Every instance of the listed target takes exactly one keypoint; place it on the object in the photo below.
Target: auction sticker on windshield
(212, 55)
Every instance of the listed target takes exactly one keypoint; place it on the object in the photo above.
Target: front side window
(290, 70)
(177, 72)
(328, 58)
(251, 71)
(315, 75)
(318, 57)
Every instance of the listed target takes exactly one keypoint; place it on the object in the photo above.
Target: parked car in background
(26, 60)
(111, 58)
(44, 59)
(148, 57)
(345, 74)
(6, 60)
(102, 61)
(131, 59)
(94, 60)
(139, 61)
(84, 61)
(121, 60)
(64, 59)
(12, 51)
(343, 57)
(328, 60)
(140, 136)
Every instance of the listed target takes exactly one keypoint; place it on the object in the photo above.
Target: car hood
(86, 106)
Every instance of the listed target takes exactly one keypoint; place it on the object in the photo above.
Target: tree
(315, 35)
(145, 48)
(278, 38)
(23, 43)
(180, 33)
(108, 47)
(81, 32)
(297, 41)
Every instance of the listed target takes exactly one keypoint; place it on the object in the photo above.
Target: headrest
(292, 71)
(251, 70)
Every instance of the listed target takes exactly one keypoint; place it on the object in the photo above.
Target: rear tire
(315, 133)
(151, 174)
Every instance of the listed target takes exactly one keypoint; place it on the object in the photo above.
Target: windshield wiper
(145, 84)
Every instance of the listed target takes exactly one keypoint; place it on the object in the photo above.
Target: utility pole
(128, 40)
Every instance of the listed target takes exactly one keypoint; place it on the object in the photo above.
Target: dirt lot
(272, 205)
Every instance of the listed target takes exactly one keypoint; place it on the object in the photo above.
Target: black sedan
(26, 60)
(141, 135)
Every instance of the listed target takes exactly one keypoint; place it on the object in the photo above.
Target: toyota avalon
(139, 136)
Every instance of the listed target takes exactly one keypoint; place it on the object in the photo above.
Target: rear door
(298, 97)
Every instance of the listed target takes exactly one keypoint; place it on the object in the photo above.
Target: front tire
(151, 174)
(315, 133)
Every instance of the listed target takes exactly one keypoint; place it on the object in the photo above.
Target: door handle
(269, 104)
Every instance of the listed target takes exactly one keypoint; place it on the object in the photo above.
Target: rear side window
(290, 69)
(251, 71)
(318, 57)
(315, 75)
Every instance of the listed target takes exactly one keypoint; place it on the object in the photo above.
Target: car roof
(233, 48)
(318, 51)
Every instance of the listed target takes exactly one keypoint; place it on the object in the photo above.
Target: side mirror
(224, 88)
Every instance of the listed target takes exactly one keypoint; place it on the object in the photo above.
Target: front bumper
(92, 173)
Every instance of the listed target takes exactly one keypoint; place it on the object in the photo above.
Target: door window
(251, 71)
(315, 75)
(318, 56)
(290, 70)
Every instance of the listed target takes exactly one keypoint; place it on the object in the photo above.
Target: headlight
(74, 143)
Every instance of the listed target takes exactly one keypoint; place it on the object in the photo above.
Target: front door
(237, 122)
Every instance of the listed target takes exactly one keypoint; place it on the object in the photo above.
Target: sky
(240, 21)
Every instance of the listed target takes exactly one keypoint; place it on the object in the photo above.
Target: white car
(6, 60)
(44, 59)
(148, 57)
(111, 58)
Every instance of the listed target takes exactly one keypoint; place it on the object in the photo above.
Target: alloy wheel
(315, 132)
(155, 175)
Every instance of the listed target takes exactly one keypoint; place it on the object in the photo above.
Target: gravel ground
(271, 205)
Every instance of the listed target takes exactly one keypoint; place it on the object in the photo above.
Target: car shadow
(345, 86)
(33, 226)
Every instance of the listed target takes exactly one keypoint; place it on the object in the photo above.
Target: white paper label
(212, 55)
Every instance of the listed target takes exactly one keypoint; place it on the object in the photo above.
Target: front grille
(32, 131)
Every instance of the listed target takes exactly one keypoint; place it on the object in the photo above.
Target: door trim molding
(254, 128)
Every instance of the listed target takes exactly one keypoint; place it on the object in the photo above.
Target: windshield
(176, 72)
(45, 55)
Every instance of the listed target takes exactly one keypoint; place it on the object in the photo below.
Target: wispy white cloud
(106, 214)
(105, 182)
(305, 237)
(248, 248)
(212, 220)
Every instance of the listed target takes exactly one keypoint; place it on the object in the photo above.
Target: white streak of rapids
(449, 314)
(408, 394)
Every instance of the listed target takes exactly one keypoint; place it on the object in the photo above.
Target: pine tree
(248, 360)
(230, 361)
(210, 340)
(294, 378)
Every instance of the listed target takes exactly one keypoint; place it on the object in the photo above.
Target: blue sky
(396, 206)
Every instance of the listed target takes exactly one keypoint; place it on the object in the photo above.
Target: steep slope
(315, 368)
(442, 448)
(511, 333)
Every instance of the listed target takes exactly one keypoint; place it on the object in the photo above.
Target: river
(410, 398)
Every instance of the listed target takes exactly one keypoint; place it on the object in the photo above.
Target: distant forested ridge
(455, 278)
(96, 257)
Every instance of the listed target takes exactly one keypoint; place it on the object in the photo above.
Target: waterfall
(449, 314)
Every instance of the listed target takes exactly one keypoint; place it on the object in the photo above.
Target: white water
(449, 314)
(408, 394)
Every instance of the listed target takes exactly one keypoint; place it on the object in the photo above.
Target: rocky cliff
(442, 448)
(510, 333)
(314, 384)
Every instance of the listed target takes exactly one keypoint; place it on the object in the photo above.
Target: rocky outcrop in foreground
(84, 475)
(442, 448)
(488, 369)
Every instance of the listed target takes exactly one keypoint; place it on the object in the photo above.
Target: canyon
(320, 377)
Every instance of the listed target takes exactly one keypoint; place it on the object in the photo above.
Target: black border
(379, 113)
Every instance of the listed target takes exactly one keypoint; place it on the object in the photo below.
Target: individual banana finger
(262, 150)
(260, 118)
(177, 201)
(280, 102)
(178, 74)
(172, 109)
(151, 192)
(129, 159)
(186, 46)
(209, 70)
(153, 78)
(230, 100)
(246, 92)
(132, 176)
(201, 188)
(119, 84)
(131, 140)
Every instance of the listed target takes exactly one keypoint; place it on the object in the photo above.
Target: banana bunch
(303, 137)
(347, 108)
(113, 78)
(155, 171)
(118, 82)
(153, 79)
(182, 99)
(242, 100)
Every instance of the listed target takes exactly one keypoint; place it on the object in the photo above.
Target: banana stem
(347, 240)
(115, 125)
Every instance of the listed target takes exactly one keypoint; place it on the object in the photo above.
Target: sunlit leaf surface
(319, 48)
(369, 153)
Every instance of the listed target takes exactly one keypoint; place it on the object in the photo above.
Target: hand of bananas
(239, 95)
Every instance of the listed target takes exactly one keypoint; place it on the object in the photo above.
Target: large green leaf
* * * *
- **Assigned task**: Copy out all the entries shown above, character for character.

- **Response**:
Every instance of the listed target takes exactly one keypoint; place it on the object in the photo below.
Target: auction sticker on windshield
(212, 55)
Every instance of the listed target takes exactly one keypoint; place it on the object in the photo above.
Target: front side window
(290, 70)
(177, 72)
(328, 58)
(251, 71)
(315, 75)
(318, 57)
Every instance of the listed target takes exactly one keypoint; place it on the object in the photo above.
Target: parked car in background
(26, 60)
(111, 58)
(44, 59)
(148, 57)
(345, 74)
(6, 60)
(102, 61)
(131, 59)
(94, 60)
(139, 61)
(84, 61)
(121, 60)
(64, 59)
(12, 51)
(343, 57)
(328, 60)
(140, 136)
Every instance of the listed target takes exactly one keypoint; place it on the object in the photo above.
Target: car hood
(86, 106)
Every instance of the listed target takes exactly one keypoint; place it on the object in the photo above.
Target: tree
(315, 35)
(145, 48)
(278, 38)
(23, 43)
(180, 33)
(108, 47)
(81, 32)
(297, 41)
Every instance of the listed target takes exactly one keypoint; place it on the object in the photo above.
Target: headrest
(292, 71)
(251, 70)
Every instance of the listed target takes exactly one keypoint; place it on the object in the photo above.
Target: rear tire
(315, 133)
(151, 174)
Every instance of the listed target takes exactly one keypoint; place it on the object in the photo above.
Target: windshield wiper
(145, 84)
Every instance of the listed target takes exactly one keypoint; place it on the object in the photo above.
Target: utility pole
(128, 40)
Every instance of the listed target takes exactly one keypoint; place it on the object in the photo above.
Target: dirt lot
(272, 205)
Every instance of the listed target takes exactly one keypoint; place it on the object in the photo above.
Target: black sedan
(26, 60)
(141, 135)
Every instance of the listed target takes exactly one keypoint; place it on the object in the photo above.
Target: toyota avalon
(139, 136)
Every instance of the listed target takes exactly one keypoint; place it on the object in the photo above.
Target: rear door
(298, 97)
Every instance of the listed target takes exactly one keypoint; place it on the object in the photo above.
Target: front tire
(151, 174)
(315, 133)
Every instance of the listed target takes exactly one keypoint; place it on the object in the photo above.
Target: door handle
(269, 104)
Every instance of the listed target takes exactly one keypoint; place it on the object in the photo above.
Target: rear side window
(290, 69)
(251, 71)
(318, 57)
(315, 75)
Every instance of the listed target takes exactly one keypoint; place it on the object in the photo above.
Target: car roof
(233, 48)
(318, 51)
Every instance of the listed target takes exactly one keypoint; place it on the object in the photo above.
Target: side mirror
(224, 88)
Every instance of the listed target takes exactly one keypoint; place it on the object in the photo above.
Target: front bumper
(92, 173)
Every instance of the listed target takes exactly one keypoint; place it on the object in the photo above.
Target: door window
(251, 71)
(315, 75)
(318, 56)
(290, 70)
Every instance of the listed target takes exactly one keypoint; place it on the object in the photo above.
Target: headlight
(74, 143)
Every instance of the listed target takes exactly one keypoint; place it on the object in the photo above.
Target: front door
(237, 122)
Every instance of the listed target takes exactly one keypoint; place it on the object in the photo above.
Target: sky
(240, 21)
Every instance of the listed target takes exactly one keypoint; place it on the object in the photo above.
Target: white car
(6, 60)
(44, 59)
(148, 57)
(111, 58)
Every instance of the listed target takes exactly one keypoint; place it on the object in the photo above.
Target: alloy wheel
(315, 132)
(155, 175)
Every instance of the listed target takes exactly one keypoint; place it on the object in the photo above.
Target: gravel ground
(271, 205)
Every instance of the listed target takes exactly one keypoint; place it on the object in the photo above.
Target: car shadow
(345, 86)
(33, 226)
Every instance of the listed target takes exactly one keypoint; place it on the object in the photo above.
Target: white paper label
(212, 55)
Every instance of the listed target takes exactly one keypoint; place it on the object in the photo above.
Target: front grille
(32, 131)
Every instance of the listed target takes exactly one keypoint; place it on the object in the photo above.
Target: door trim molding
(254, 128)
Every instance of the listed target takes exactly one keypoint; place it on the object in the photo above.
Target: windshield
(176, 72)
(45, 55)
Every instance of the listed target takes exactly one keypoint; place it on the object in the photo below.
Target: wispy white cloud
(106, 214)
(105, 182)
(305, 237)
(248, 248)
(212, 220)
Every instance of the listed target takes exactly one keypoint; place it on the object in the photo above.
Target: white streak of rapids
(449, 314)
(408, 394)
Every instance of the listed target takes exactly one keypoint; place it on the object in the photo above.
Target: pine tree
(248, 360)
(230, 361)
(210, 340)
(294, 378)
Every instance of the listed target takes exactly one keypoint; place it on the object in the photo above.
Target: blue sky
(396, 206)
Every instance of the listed target takes exactly one keypoint; place it on the object in the photo above.
Target: steep slope
(315, 368)
(442, 448)
(511, 333)
Every instance of the listed target takes exactly one keypoint; place it on the object in the photo above.
Target: river
(410, 398)
Every instance of the listed target takes exactly one keypoint; place it on the object in the photo above.
Target: distant forested ridge
(455, 278)
(96, 257)
Every instance of the listed target takes exactly one keypoint; place it on the object in the photo above.
Target: waterfall
(449, 314)
Every instance of the listed target takes exactly one keypoint; place it on the object in the photo above.
Target: white water
(449, 314)
(408, 394)
Every instance of the listed target takes exactly one keypoint; place it on the object in the photo above.
Target: rocky cliff
(442, 448)
(510, 333)
(314, 384)
Every instance of the listed target takes exactly one keypoint; place it on the object in the photo above.
Target: rocky outcrop in foreground
(84, 475)
(442, 448)
(488, 369)
Every instance of the listed target takes exactly one keypoint; place it on the object in the photo above.
Target: canyon
(320, 377)
Every instance of the listed target takes exactly one keypoint; place it on the object in the photo above.
Target: black border
(379, 113)
Every instance of the listed target takes exactly one keypoint; place it on the object in the photo below.
Target: individual banana finger
(262, 150)
(260, 118)
(177, 201)
(280, 102)
(178, 74)
(172, 109)
(151, 192)
(129, 159)
(186, 46)
(209, 70)
(153, 78)
(230, 100)
(246, 92)
(132, 176)
(201, 188)
(119, 84)
(131, 140)
Every instance of the listed target takes exactly one keypoint; place it on the object in the photo above.
Target: banana bunch
(303, 137)
(347, 108)
(113, 78)
(155, 171)
(118, 82)
(153, 79)
(182, 99)
(242, 100)
Every instance of the listed target takes exactly one keypoint; place it on the object in the photo above.
Target: banana stem
(347, 240)
(115, 125)
Every instance of the listed target takes exactly one keypoint; place it on the object in the photo above.
Target: sunlit leaf surface
(319, 48)
(369, 153)
Every instance of the listed target takes exactly one keypoint; place it on the object in the photo above.
Target: hand of bananas
(239, 95)
Every instance of the listed target takes exactly one keypoint; place it on the object in the photo above.
Target: large green leaf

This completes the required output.